• PROBLEM STATEMENT
Please copy the records below word for word, starting at the line that contains "For the benchmark card, identify each instance of the outdoor" and ending at the line that contains "For the benchmark card, identify each instance of the black", with both of those lines included. Leave the pictures out of your copy.

•••••

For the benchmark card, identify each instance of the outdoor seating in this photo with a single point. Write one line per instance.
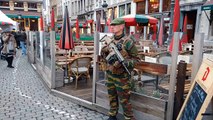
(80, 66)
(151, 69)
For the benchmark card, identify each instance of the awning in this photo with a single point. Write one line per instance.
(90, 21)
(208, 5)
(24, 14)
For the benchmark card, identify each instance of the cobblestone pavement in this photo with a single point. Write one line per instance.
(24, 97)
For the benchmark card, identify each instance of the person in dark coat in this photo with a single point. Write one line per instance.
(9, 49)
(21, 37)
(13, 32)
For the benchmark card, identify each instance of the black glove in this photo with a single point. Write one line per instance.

•••••

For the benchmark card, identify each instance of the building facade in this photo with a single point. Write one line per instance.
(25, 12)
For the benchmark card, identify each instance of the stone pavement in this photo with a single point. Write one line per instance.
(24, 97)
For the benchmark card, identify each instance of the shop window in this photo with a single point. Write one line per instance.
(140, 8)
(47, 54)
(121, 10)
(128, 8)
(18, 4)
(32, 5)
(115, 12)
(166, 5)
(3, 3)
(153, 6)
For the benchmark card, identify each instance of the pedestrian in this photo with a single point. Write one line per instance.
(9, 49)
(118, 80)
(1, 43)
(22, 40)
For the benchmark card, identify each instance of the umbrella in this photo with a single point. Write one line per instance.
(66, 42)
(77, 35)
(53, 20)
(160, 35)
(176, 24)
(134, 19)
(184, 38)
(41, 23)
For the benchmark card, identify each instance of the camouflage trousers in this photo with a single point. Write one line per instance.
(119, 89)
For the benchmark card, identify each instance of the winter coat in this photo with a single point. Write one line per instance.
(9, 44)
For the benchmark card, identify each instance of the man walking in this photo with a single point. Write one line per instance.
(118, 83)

•••••

• WRITTEN ANSWER
For the benchmark card, identify each instance of the outdoor seating in this photo with a single point. Write one line per instance.
(80, 66)
(151, 69)
For the benchmark card, identify each instance of the awning in this photo with a single point. Write one line per instance.
(90, 21)
(208, 5)
(24, 14)
For the benchmark card, identify each instance of the cobblestone pavement in this photo with a single point. Write one line per instance.
(24, 97)
For the benchmark card, identify each instance of the person in dark coat in this photo with a single point. Write one line per instance.
(9, 49)
(21, 37)
(13, 32)
For the benchmark card, identify each instance of the black glove in this photo with a single point. Write one line per instance.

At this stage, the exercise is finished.